— Task directions —
Reproduce verbatim the lines of the records below, from the line holding "lake, that would be a great help." through the line holding "90 110 L 75", both included.

— Data excerpts —
= = =

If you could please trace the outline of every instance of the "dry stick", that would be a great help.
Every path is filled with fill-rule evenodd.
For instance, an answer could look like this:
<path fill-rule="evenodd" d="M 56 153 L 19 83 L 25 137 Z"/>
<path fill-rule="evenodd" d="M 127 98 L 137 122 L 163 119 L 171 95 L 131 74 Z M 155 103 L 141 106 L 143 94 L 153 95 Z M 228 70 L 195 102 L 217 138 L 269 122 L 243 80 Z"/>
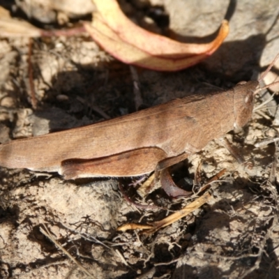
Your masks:
<path fill-rule="evenodd" d="M 33 109 L 36 109 L 37 107 L 37 100 L 35 96 L 34 82 L 33 80 L 33 68 L 31 62 L 32 46 L 33 46 L 33 38 L 29 38 L 29 45 L 28 58 L 27 58 L 28 76 L 29 80 L 31 104 L 32 105 Z"/>
<path fill-rule="evenodd" d="M 117 230 L 125 232 L 127 229 L 148 229 L 144 232 L 144 234 L 150 234 L 157 232 L 162 227 L 168 226 L 169 225 L 181 219 L 183 217 L 186 216 L 194 210 L 197 209 L 202 205 L 204 204 L 211 198 L 211 195 L 209 193 L 206 193 L 202 197 L 199 197 L 195 201 L 192 202 L 190 204 L 188 204 L 186 206 L 183 207 L 179 211 L 175 212 L 173 214 L 169 215 L 165 219 L 160 221 L 153 222 L 151 225 L 138 225 L 135 223 L 126 224 L 123 226 L 119 227 Z"/>
<path fill-rule="evenodd" d="M 121 185 L 121 183 L 118 183 L 118 186 L 119 188 L 120 192 L 122 194 L 122 196 L 123 197 L 123 198 L 129 203 L 132 204 L 133 205 L 134 205 L 135 206 L 136 206 L 138 209 L 161 209 L 160 207 L 156 206 L 155 205 L 149 205 L 149 204 L 138 204 L 135 202 L 134 202 L 133 200 L 132 200 L 132 199 L 130 199 L 127 194 L 125 193 L 124 189 Z"/>
<path fill-rule="evenodd" d="M 77 266 L 82 269 L 84 272 L 85 272 L 86 274 L 87 274 L 91 278 L 96 279 L 96 277 L 93 276 L 91 273 L 89 273 L 86 269 L 85 269 L 82 265 L 78 262 L 77 259 L 75 259 L 64 248 L 63 248 L 50 234 L 50 231 L 48 230 L 47 226 L 43 223 L 43 225 L 44 226 L 45 231 L 44 231 L 41 227 L 40 228 L 40 232 L 49 238 L 59 249 L 61 249 L 64 254 L 66 254 L 70 259 L 72 259 L 73 262 L 75 262 Z"/>
<path fill-rule="evenodd" d="M 40 29 L 40 34 L 43 37 L 52 37 L 52 36 L 71 36 L 77 34 L 80 34 L 80 33 L 85 33 L 84 27 L 74 27 L 70 29 L 65 29 L 65 30 L 43 30 Z"/>
<path fill-rule="evenodd" d="M 130 70 L 132 73 L 133 84 L 134 89 L 134 98 L 135 110 L 137 111 L 142 105 L 142 98 L 140 90 L 140 80 L 137 75 L 137 69 L 133 66 L 130 66 Z"/>
<path fill-rule="evenodd" d="M 257 147 L 257 148 L 262 147 L 262 146 L 265 146 L 266 145 L 269 144 L 271 142 L 276 142 L 278 141 L 279 141 L 279 137 L 275 137 L 273 139 L 264 140 L 262 140 L 262 142 L 257 142 L 255 144 L 255 146 Z"/>

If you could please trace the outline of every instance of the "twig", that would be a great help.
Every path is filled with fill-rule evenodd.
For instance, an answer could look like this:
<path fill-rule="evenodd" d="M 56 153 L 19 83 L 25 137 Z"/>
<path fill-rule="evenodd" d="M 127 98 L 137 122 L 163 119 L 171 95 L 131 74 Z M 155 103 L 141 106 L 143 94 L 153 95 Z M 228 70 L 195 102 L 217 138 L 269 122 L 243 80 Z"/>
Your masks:
<path fill-rule="evenodd" d="M 75 259 L 64 248 L 63 248 L 50 234 L 50 231 L 48 230 L 47 226 L 43 223 L 43 225 L 44 226 L 45 231 L 43 230 L 41 227 L 40 228 L 40 232 L 49 238 L 56 246 L 59 248 L 60 250 L 62 250 L 62 252 L 66 254 L 73 262 L 75 262 L 75 264 L 84 272 L 85 272 L 86 274 L 87 274 L 91 278 L 96 279 L 96 277 L 93 276 L 91 273 L 89 273 L 86 269 L 84 269 L 82 265 L 78 262 L 77 259 Z"/>
<path fill-rule="evenodd" d="M 140 105 L 142 105 L 142 98 L 140 90 L 140 80 L 139 76 L 137 75 L 137 70 L 133 66 L 130 66 L 130 70 L 132 73 L 133 91 L 134 91 L 134 98 L 135 98 L 135 110 L 137 111 Z"/>
<path fill-rule="evenodd" d="M 33 47 L 33 38 L 29 38 L 29 45 L 28 51 L 28 76 L 29 80 L 29 87 L 30 87 L 30 97 L 31 97 L 31 104 L 33 109 L 37 107 L 37 100 L 35 96 L 34 91 L 34 82 L 33 80 L 33 68 L 31 62 L 32 56 L 32 47 Z"/>

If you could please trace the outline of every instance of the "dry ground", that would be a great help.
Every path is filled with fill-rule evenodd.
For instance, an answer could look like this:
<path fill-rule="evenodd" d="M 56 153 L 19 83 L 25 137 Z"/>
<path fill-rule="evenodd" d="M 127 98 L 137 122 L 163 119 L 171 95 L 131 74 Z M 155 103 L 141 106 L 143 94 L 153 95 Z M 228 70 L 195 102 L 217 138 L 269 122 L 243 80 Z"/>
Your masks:
<path fill-rule="evenodd" d="M 277 0 L 152 1 L 165 8 L 172 31 L 165 17 L 153 24 L 144 18 L 151 9 L 139 6 L 144 1 L 121 2 L 142 25 L 187 41 L 211 34 L 225 17 L 230 22 L 225 43 L 199 65 L 174 73 L 137 70 L 145 107 L 255 80 L 279 52 Z M 0 40 L 1 143 L 135 111 L 128 66 L 114 61 L 83 34 L 33 40 L 38 100 L 33 109 L 29 47 L 28 38 Z M 257 103 L 262 101 L 259 98 Z M 125 201 L 119 182 L 133 199 L 140 199 L 129 190 L 129 179 L 67 181 L 56 174 L 0 168 L 0 277 L 89 277 L 43 234 L 45 226 L 96 278 L 279 278 L 277 149 L 274 144 L 255 146 L 278 136 L 278 101 L 276 96 L 269 110 L 254 113 L 242 133 L 227 135 L 250 162 L 248 167 L 239 165 L 218 139 L 177 167 L 179 177 L 193 179 L 201 163 L 202 183 L 223 168 L 227 172 L 212 186 L 209 203 L 150 236 L 116 230 L 128 222 L 146 223 L 169 213 L 140 211 Z M 189 200 L 172 200 L 158 189 L 148 202 L 176 211 Z"/>

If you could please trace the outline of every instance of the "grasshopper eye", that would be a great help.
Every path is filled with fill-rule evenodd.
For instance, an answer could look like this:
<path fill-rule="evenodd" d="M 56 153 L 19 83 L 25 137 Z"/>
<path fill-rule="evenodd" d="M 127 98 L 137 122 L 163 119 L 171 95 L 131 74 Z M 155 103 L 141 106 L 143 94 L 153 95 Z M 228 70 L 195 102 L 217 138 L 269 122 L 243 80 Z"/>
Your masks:
<path fill-rule="evenodd" d="M 244 99 L 245 104 L 247 105 L 250 105 L 253 101 L 253 94 L 249 93 L 248 94 Z"/>

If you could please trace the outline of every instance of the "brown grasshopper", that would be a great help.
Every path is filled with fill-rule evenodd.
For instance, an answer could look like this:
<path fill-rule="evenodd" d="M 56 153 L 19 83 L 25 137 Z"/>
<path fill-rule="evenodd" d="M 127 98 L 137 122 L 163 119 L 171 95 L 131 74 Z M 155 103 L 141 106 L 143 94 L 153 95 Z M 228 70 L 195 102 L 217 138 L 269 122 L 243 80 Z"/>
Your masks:
<path fill-rule="evenodd" d="M 66 179 L 134 176 L 177 163 L 251 118 L 259 81 L 191 96 L 114 119 L 0 146 L 0 165 Z M 267 87 L 267 86 L 266 86 Z"/>

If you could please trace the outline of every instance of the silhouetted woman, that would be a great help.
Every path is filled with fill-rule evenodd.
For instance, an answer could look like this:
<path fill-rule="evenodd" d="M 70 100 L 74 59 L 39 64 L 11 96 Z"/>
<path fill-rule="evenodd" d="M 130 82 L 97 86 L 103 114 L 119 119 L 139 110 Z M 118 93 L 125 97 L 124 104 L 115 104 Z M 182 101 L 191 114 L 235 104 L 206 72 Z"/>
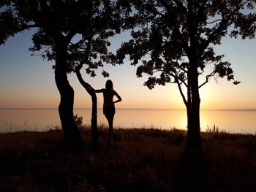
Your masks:
<path fill-rule="evenodd" d="M 107 80 L 105 88 L 95 90 L 96 93 L 103 93 L 103 114 L 106 117 L 109 126 L 108 145 L 110 145 L 111 139 L 115 142 L 117 142 L 117 137 L 113 128 L 113 121 L 116 113 L 115 103 L 121 101 L 121 96 L 113 88 L 113 82 L 110 80 Z M 113 101 L 113 96 L 117 97 L 117 100 Z"/>

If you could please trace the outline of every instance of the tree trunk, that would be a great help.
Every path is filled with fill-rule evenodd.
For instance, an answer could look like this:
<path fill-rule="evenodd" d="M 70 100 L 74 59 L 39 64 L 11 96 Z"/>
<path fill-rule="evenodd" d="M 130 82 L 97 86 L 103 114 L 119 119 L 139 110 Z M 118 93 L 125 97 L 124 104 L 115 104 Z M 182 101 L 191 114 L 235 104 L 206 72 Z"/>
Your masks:
<path fill-rule="evenodd" d="M 189 72 L 188 91 L 187 115 L 187 147 L 200 147 L 201 146 L 200 130 L 200 96 L 198 88 L 198 74 L 196 65 Z M 193 69 L 194 68 L 194 69 Z M 191 100 L 190 100 L 191 99 Z"/>
<path fill-rule="evenodd" d="M 91 97 L 92 109 L 91 109 L 91 135 L 92 135 L 92 150 L 93 151 L 98 151 L 99 149 L 99 137 L 98 137 L 98 127 L 97 127 L 97 99 L 94 88 L 87 82 L 86 82 L 82 77 L 78 68 L 75 69 L 75 73 L 78 78 L 80 83 L 86 90 L 88 93 Z"/>
<path fill-rule="evenodd" d="M 78 152 L 85 150 L 80 133 L 74 121 L 74 90 L 67 76 L 67 50 L 63 45 L 56 46 L 55 81 L 61 96 L 59 113 L 68 150 Z"/>

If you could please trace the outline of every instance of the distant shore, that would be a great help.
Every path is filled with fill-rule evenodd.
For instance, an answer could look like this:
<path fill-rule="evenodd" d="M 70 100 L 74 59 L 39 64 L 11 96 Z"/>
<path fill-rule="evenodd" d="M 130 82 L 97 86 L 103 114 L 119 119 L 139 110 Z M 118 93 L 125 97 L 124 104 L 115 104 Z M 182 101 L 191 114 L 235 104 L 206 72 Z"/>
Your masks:
<path fill-rule="evenodd" d="M 91 110 L 91 108 L 74 108 L 74 110 Z M 102 108 L 98 108 L 102 110 Z M 186 109 L 165 108 L 116 108 L 117 110 L 186 110 Z M 58 110 L 58 108 L 0 108 L 0 110 Z M 234 109 L 200 109 L 202 111 L 256 111 L 256 108 L 234 108 Z"/>

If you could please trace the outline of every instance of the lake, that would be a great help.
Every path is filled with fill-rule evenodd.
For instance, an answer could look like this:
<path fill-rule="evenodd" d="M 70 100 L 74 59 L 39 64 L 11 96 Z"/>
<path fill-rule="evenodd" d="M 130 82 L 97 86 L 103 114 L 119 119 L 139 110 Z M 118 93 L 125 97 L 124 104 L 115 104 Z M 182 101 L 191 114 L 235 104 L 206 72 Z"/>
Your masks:
<path fill-rule="evenodd" d="M 90 110 L 75 110 L 83 117 L 83 124 L 91 122 Z M 108 125 L 102 110 L 98 110 L 98 124 Z M 256 134 L 256 110 L 201 110 L 203 131 L 218 127 L 230 133 Z M 186 110 L 116 110 L 115 128 L 187 128 Z M 0 132 L 45 131 L 60 128 L 57 110 L 0 110 Z"/>

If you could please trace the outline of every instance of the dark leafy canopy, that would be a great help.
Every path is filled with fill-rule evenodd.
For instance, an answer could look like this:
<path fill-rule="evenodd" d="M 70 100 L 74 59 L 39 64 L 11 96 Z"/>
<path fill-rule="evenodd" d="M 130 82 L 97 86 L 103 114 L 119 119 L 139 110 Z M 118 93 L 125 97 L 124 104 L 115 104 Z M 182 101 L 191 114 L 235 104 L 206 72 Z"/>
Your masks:
<path fill-rule="evenodd" d="M 66 70 L 86 64 L 86 72 L 95 76 L 95 69 L 108 62 L 109 37 L 119 31 L 117 15 L 110 1 L 18 0 L 1 1 L 1 41 L 23 29 L 35 28 L 32 52 L 48 60 L 56 59 L 56 41 L 67 45 Z M 114 17 L 116 16 L 116 18 Z M 10 25 L 11 23 L 11 26 Z M 9 26 L 8 26 L 9 24 Z M 54 66 L 53 66 L 54 68 Z M 108 74 L 102 72 L 104 76 Z"/>
<path fill-rule="evenodd" d="M 122 63 L 127 54 L 133 65 L 141 60 L 137 75 L 149 75 L 145 85 L 151 89 L 167 82 L 188 87 L 192 65 L 197 65 L 198 75 L 213 66 L 198 88 L 211 77 L 233 80 L 231 64 L 223 61 L 224 55 L 217 55 L 214 46 L 228 34 L 255 37 L 255 1 L 120 0 L 118 5 L 127 18 L 124 28 L 132 29 L 132 39 L 117 53 L 118 61 Z"/>

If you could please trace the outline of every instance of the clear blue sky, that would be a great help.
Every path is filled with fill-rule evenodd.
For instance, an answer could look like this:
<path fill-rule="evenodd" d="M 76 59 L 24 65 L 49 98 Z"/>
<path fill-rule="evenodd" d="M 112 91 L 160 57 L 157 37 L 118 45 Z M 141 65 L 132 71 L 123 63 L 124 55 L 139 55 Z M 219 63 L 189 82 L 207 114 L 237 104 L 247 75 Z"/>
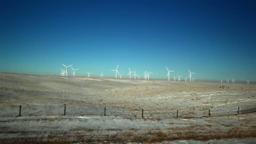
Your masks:
<path fill-rule="evenodd" d="M 255 2 L 2 1 L 0 72 L 256 81 Z"/>

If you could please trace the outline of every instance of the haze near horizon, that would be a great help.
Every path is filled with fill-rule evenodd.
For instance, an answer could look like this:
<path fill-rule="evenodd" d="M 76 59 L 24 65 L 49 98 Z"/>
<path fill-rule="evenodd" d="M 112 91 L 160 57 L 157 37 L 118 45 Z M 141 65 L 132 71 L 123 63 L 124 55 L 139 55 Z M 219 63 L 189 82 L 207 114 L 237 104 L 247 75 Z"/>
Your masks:
<path fill-rule="evenodd" d="M 253 0 L 11 1 L 0 10 L 0 72 L 256 81 Z M 68 75 L 72 76 L 69 68 Z"/>

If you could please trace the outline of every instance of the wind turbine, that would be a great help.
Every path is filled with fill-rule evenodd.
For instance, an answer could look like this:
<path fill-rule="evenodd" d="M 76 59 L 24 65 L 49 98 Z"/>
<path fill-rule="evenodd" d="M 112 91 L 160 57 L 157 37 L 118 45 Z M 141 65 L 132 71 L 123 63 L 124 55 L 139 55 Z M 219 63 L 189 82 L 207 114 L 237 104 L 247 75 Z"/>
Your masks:
<path fill-rule="evenodd" d="M 129 67 L 128 68 L 128 69 L 129 69 L 129 73 L 128 74 L 128 75 L 130 75 L 130 79 L 131 80 L 131 73 L 134 72 L 131 72 L 131 69 L 130 69 L 130 68 Z"/>
<path fill-rule="evenodd" d="M 67 68 L 69 67 L 70 67 L 70 66 L 72 66 L 73 64 L 71 64 L 70 65 L 69 65 L 69 66 L 67 67 L 66 66 L 65 66 L 65 65 L 64 65 L 64 64 L 62 64 L 63 65 L 64 65 L 65 67 L 66 67 L 66 72 L 66 72 L 66 76 L 67 77 Z"/>
<path fill-rule="evenodd" d="M 78 70 L 79 69 L 74 69 L 72 67 L 71 67 L 71 68 L 72 69 L 73 69 L 73 75 L 74 75 L 74 77 L 75 77 L 75 71 L 77 70 Z"/>
<path fill-rule="evenodd" d="M 184 79 L 185 80 L 185 82 L 187 82 L 187 77 L 186 77 L 185 78 L 184 78 Z"/>
<path fill-rule="evenodd" d="M 146 72 L 147 72 L 147 80 L 149 80 L 149 74 L 151 74 L 152 73 L 152 72 L 150 72 L 150 73 L 148 73 L 146 71 Z"/>
<path fill-rule="evenodd" d="M 229 84 L 229 79 L 228 79 L 227 80 L 226 80 L 227 81 L 227 84 Z"/>
<path fill-rule="evenodd" d="M 170 71 L 170 70 L 169 70 L 169 69 L 168 69 L 167 67 L 165 67 L 165 68 L 166 68 L 166 69 L 167 69 L 167 70 L 168 71 L 168 73 L 167 74 L 167 75 L 166 76 L 166 77 L 168 76 L 168 80 L 170 81 L 170 72 L 175 72 L 175 71 L 174 70 Z"/>
<path fill-rule="evenodd" d="M 234 82 L 235 82 L 235 80 L 234 78 L 233 78 L 233 80 L 232 80 L 232 82 L 233 82 L 233 84 L 234 84 Z"/>
<path fill-rule="evenodd" d="M 111 70 L 112 71 L 115 71 L 115 78 L 117 78 L 117 73 L 118 73 L 118 74 L 120 74 L 119 73 L 119 72 L 118 72 L 118 71 L 117 71 L 117 69 L 118 68 L 118 67 L 119 67 L 119 64 L 117 65 L 117 68 L 115 69 Z"/>
<path fill-rule="evenodd" d="M 61 69 L 61 73 L 60 74 L 60 75 L 61 75 L 62 77 L 65 76 L 65 71 L 64 70 L 63 70 L 63 69 Z"/>
<path fill-rule="evenodd" d="M 147 75 L 146 73 L 146 72 L 144 72 L 144 78 L 145 78 L 145 80 L 147 80 Z"/>
<path fill-rule="evenodd" d="M 178 77 L 179 77 L 179 80 L 180 80 L 180 79 L 179 78 L 182 77 L 182 76 L 180 76 L 179 75 L 178 75 Z"/>
<path fill-rule="evenodd" d="M 101 71 L 101 75 L 100 75 L 99 76 L 101 76 L 101 78 L 102 78 L 102 76 L 104 76 L 104 75 L 102 74 L 102 71 Z"/>
<path fill-rule="evenodd" d="M 87 75 L 87 77 L 90 77 L 90 74 L 92 74 L 92 73 L 89 73 L 88 72 L 87 72 L 87 73 L 88 74 L 88 75 Z"/>
<path fill-rule="evenodd" d="M 174 76 L 174 75 L 173 76 L 173 77 L 174 77 L 174 81 L 176 81 L 176 78 L 177 78 L 177 77 L 175 77 L 175 76 Z"/>
<path fill-rule="evenodd" d="M 190 72 L 190 71 L 189 71 L 189 69 L 188 69 L 189 72 L 189 77 L 190 77 L 190 82 L 191 82 L 191 77 L 192 77 L 192 76 L 191 75 L 191 74 L 195 74 L 195 72 Z"/>
<path fill-rule="evenodd" d="M 132 76 L 134 76 L 134 80 L 136 80 L 136 76 L 138 77 L 138 75 L 136 75 L 136 71 L 134 71 L 134 74 L 133 74 L 133 75 Z"/>

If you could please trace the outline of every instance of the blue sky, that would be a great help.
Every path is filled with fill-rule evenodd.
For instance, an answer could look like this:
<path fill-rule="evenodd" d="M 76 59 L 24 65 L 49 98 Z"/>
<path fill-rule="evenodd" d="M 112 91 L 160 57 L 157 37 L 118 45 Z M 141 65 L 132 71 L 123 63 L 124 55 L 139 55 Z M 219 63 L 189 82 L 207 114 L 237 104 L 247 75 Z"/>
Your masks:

= = =

— Full response —
If you could please trace the outline of every instance of the lake, that would be a great help.
Every path is filled with fill-rule evenodd.
For instance, an answer could look like this:
<path fill-rule="evenodd" d="M 70 100 L 74 59 L 39 64 L 11 96 Z"/>
<path fill-rule="evenodd" d="M 130 82 L 97 86 L 103 114 L 119 119 L 139 110 Z M 118 93 L 125 97 L 124 104 L 115 104 Z M 182 101 L 191 114 L 235 104 L 206 72 Z"/>
Your masks:
<path fill-rule="evenodd" d="M 90 110 L 75 110 L 83 117 L 83 124 L 91 122 Z M 108 125 L 102 110 L 98 110 L 98 124 Z M 256 134 L 256 110 L 201 110 L 203 131 L 218 127 L 230 133 Z M 186 110 L 116 110 L 115 128 L 187 128 Z M 0 132 L 45 131 L 60 128 L 57 110 L 0 110 Z"/>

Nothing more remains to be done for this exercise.